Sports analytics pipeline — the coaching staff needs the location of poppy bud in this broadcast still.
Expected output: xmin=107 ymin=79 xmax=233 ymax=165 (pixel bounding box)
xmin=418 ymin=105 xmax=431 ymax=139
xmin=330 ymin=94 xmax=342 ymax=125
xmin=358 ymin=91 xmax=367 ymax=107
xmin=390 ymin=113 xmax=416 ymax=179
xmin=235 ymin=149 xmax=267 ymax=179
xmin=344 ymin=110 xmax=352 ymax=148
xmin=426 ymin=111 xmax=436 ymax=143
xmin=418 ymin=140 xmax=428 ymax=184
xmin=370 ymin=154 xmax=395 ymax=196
━━━
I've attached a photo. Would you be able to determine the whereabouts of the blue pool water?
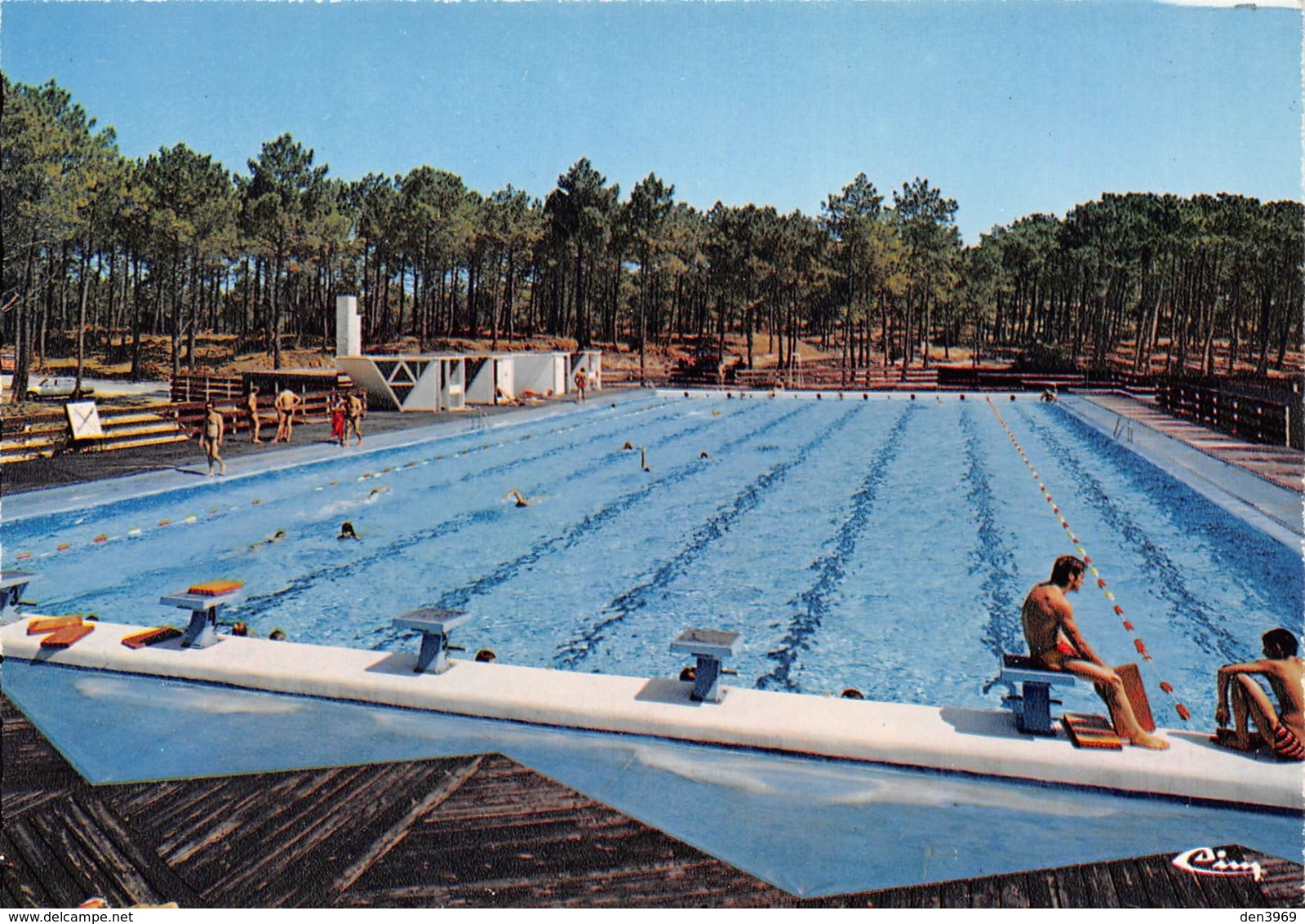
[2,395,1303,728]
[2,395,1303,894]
━━━
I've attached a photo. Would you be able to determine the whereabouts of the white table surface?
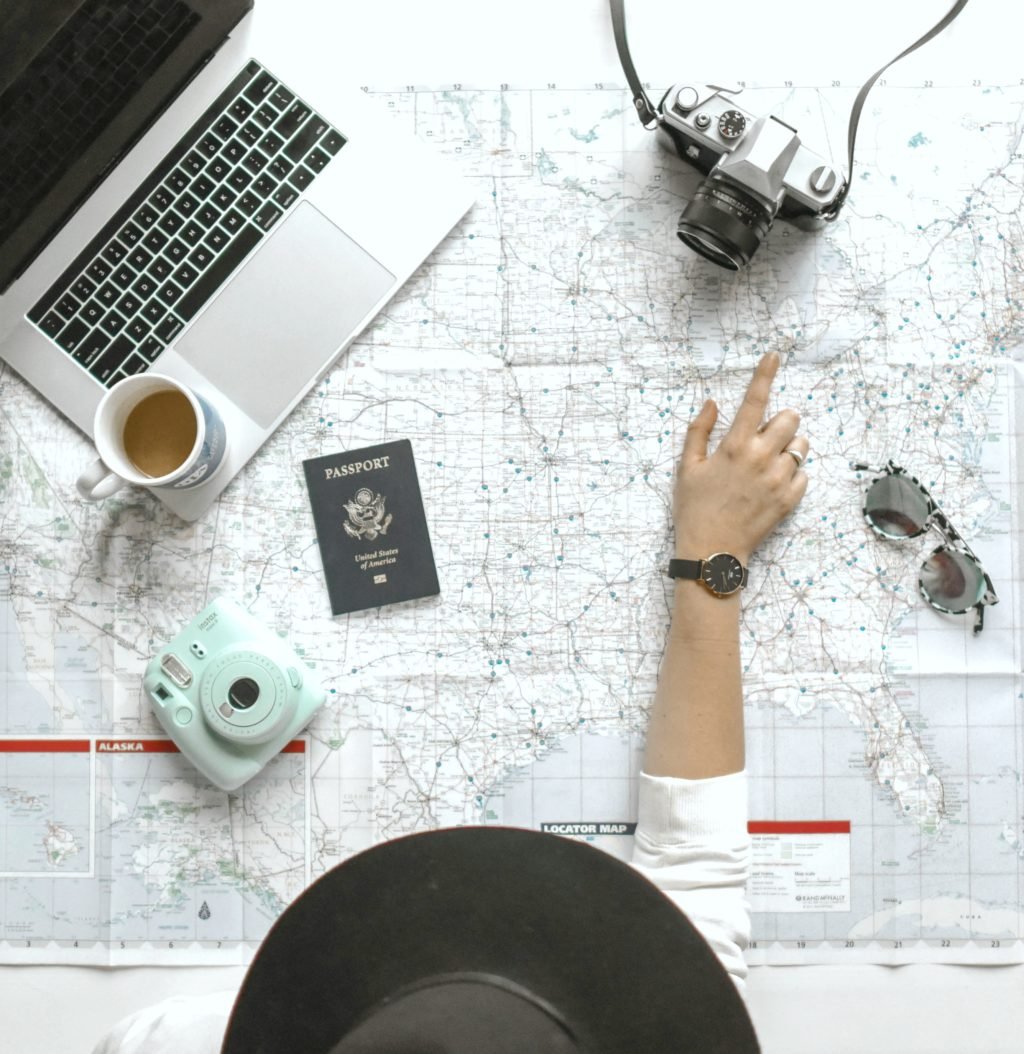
━━━
Convert the records between the lines holding "blue pool water?" and "[2,395,1303,894]", inclusive, into a two-column CSV with the columns text and answer, one row per record, each field quoted and line breaks replaced with spaces. Leave the picture out.

text,answer
"I've attached a photo. Would you be able to determine the whereabouts of the blue pool water?","[2,395,1303,728] [2,395,1303,894]"